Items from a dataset

○ ○ ○ ○

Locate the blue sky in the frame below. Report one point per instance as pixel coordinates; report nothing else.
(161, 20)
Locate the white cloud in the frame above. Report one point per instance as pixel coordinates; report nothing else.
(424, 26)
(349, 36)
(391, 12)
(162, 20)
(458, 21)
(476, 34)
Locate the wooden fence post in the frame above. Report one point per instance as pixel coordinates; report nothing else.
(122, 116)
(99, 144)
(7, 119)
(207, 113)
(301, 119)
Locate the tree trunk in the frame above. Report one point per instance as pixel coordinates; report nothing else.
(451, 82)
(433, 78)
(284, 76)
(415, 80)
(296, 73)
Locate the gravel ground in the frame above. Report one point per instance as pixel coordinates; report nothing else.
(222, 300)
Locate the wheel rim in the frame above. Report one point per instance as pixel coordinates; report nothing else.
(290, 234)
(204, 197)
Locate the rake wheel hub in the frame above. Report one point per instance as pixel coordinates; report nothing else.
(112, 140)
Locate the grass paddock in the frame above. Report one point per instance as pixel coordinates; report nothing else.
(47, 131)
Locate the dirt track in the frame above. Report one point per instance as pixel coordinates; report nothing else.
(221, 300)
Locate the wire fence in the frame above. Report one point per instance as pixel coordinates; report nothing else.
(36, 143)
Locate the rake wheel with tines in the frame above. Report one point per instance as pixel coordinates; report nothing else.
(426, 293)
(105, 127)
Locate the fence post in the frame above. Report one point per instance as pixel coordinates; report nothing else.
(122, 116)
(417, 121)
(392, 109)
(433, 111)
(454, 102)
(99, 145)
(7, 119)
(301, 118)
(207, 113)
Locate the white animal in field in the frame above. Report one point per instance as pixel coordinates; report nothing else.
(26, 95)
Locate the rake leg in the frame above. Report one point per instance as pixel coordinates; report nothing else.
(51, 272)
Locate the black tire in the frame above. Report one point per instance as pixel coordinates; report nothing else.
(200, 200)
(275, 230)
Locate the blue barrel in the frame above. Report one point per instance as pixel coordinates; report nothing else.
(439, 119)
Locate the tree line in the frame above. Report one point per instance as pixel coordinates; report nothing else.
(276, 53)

○ ○ ○ ○

Copy every line verbatim.

Locate the blue sky in the frame below. Report one point per instance as pixel coordinates; report nothing else.
(161, 20)
Locate the white cloud in the frame above. Report one point per instance as pixel coordinates; report nothing else.
(424, 26)
(349, 36)
(391, 12)
(162, 20)
(458, 21)
(476, 34)
Locate the wooden fence post in the frame above. Report one point per instance as pixel coordinates; report nothing else.
(122, 116)
(99, 144)
(7, 119)
(207, 113)
(301, 119)
Locate the tree trunk in the frame above. Report one point per instance as pixel coordinates; report nothing else.
(451, 82)
(433, 78)
(284, 76)
(415, 80)
(296, 73)
Locate the gravel ground in the frame above. Report one point per instance as pixel coordinates; report nothing else.
(222, 300)
Locate the wheel rim in the frame above. Report one point per instance as pixel coordinates; report nothing else.
(290, 234)
(204, 197)
Locate the rake wheel hub in the frame above. Report one point per instance as pixel coordinates; report nothing else.
(112, 140)
Locate the grass paddock in the frame above. Report one point per instance as pixel coordinates; report nothing else.
(47, 131)
Locate the dirt track in the frame above. Report one point per instance as pixel coordinates; report nothing else.
(221, 300)
Locate the wire fence in the frame above. Report one point per instance as pixel coordinates; report nothing else.
(36, 143)
Locate the rake wheel with tines in the frame above. Report one point per instance as pixel coordinates; report nothing else.
(426, 293)
(105, 127)
Locate the fence post in the frame above. Report one point per instance as pixel coordinates; report nothing else.
(122, 116)
(417, 121)
(392, 109)
(433, 111)
(454, 102)
(99, 145)
(7, 119)
(301, 118)
(207, 113)
Locate the white animal in field in the frame above. Report one point per instance as pixel coordinates; report nothing else.
(26, 95)
Locate the rake leg in the frame above. Report one point per instance as pixel coordinates; report nothing else.
(51, 272)
Locate the black tire in the frame above. Report one point per instance as pixel coordinates; report nothing else.
(200, 200)
(275, 230)
Locate the blue barrel in the frame above. Report one point per instance as pixel coordinates; report nothing else.
(439, 119)
Locate the tree line in the frame above. Report one point per instance as pixel coordinates; report nothing else.
(276, 53)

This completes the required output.